● EXERCISE AIM: Emit only the lines from the line containing "<point>308,320</point>" through the last line of the entries, unchanged.

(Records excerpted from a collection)
# # # #
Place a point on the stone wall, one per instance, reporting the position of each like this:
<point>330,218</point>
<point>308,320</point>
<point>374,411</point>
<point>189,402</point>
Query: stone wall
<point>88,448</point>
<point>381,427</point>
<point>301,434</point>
# # # #
● RESULT OF THIS TASK:
<point>308,320</point>
<point>374,411</point>
<point>189,402</point>
Query: stone wall
<point>88,448</point>
<point>381,427</point>
<point>301,434</point>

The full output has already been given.